Data for analysis ::
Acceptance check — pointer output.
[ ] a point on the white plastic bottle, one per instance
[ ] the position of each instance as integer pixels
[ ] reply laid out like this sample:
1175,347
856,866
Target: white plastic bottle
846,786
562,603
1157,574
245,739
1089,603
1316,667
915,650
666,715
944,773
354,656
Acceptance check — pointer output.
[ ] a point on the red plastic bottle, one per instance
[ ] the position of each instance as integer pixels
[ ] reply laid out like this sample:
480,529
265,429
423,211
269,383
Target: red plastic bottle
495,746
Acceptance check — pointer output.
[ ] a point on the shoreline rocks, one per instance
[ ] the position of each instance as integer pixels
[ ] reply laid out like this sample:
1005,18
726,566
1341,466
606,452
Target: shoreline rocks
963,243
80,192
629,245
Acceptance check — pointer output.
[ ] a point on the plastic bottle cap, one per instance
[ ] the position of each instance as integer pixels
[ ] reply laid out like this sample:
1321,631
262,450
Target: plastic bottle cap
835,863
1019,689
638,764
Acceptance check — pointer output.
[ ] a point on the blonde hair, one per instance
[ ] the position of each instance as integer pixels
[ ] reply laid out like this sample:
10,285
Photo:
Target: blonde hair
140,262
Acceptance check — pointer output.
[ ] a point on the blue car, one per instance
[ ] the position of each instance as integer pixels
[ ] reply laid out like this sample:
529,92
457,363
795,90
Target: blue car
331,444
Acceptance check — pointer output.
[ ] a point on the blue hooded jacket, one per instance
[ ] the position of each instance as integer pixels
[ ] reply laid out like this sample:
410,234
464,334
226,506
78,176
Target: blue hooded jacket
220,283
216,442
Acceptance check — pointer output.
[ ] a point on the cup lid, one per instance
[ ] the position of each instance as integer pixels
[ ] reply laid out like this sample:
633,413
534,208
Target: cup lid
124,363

What you need to do :: Print the complete listing again, exactly as it stands.

Answer to this problem ::
Acceptance check — pointer output.
[ ] a point on the white plastic bottle, one per instance
[ ] the position of each instance as integer pixels
[ ] reply laid out like this sample:
1175,347
856,866
Target: white plastic bottle
846,786
562,603
1157,574
245,739
1089,603
1316,667
915,650
666,715
944,773
354,656
Acceptance check — pointer output.
[ ] a point on the red plastic bottle, one per instance
[ ] the position of each instance as integer pixels
[ ] reply laid out like this sample:
480,529
265,429
423,211
269,383
Target: red plastic bottle
495,746
Acceptance check — pointer output.
[ ] a point on the shoreline rocks, one per instance
[ ] the position of each instance as integer pixels
[ ] reply laid out like this sample:
1005,18
726,566
1341,466
606,452
Target: shoreline rocks
963,243
80,192
629,245
Acceptance check — pointer output.
[ ] a point on the plastic bottle cap, one per instance
[ ] the position of each instance as integer pixels
[ ] reply laid out like this sample:
1321,631
262,450
Target: plastic bottle cap
835,863
1019,689
638,764
Acceptance check — pointer output.
[ ] a point on the blonde hair, one per instance
[ ] the position of each instance as integer pixels
[ ] reply laid out like this sample:
10,285
Photo:
Target: blonde hair
140,262
Acceptance check — pointer output.
[ ] a point on the blue car, one per instance
[ ] the position of each instance as integer pixels
[ ] reply laid out like this sample:
529,92
457,363
795,90
Target: blue car
331,444
Acceptance check — pointer output.
[ ] a point on the blue hooded jacket, one per instance
[ ] the position of each instance as integer pixels
[ ] reply laid out like this sample:
410,234
464,334
226,506
78,176
Target: blue hooded jacket
220,283
216,442
Acceptance check — pointer output.
[ ] a point on the cup lid, one per instance
[ ] the position of each instance as integer pixels
[ ] reply laid out like this sample:
633,413
534,208
Target: cup lid
124,363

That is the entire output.